What to do - Please write out again the lines below, starting at the line that contains "Objective — one dot per instance of the yellow" and ending at the last line, keeping every line, and shift each coordinate by adding 58 to both of its numbers.

Records to process -
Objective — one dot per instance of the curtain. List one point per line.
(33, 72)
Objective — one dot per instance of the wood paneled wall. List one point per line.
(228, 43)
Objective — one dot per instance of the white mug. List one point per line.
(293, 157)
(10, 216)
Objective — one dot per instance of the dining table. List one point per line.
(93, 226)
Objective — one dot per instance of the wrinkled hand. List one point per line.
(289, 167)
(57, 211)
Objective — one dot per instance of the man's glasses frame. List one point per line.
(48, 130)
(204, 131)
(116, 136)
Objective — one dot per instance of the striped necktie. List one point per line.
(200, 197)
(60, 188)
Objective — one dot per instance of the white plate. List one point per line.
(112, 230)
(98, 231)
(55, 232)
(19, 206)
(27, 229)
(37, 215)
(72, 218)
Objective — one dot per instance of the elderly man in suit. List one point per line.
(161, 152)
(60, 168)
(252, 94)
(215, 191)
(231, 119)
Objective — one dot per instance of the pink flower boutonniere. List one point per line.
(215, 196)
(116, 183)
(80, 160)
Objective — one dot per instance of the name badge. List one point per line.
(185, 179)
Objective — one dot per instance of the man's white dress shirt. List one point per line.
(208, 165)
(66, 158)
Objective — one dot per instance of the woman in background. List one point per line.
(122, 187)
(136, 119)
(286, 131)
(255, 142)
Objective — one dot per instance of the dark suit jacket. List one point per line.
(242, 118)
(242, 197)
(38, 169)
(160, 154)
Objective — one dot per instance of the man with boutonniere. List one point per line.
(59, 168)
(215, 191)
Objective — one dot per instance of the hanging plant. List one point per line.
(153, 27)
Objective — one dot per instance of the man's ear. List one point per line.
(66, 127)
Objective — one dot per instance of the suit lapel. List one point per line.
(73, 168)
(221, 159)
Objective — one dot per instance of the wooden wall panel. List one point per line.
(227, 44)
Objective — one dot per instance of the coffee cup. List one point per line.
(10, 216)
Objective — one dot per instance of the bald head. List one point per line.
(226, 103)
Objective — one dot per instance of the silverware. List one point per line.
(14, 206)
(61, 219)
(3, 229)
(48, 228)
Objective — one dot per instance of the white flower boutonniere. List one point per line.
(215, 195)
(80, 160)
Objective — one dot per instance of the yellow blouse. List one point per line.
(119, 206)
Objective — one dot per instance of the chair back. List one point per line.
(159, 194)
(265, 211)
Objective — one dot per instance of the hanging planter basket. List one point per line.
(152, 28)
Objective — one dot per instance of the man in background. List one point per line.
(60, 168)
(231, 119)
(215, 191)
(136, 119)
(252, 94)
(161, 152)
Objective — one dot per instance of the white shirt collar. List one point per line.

Answer to this problem -
Objective — one dot per instance of the yellow blouse. List one point per line.
(177, 264)
Objective — one dot per instance of the chair back. List one point per line.
(217, 252)
(323, 269)
Objective — one dot per instance of the hanging planter basket. List one point per line.
(210, 86)
Objective — one dot per instance of the man in background. List one point per line.
(118, 226)
(289, 177)
(273, 249)
(194, 177)
(310, 152)
(219, 210)
Objective — one dot per instance of the white shirt collar. List one point per line.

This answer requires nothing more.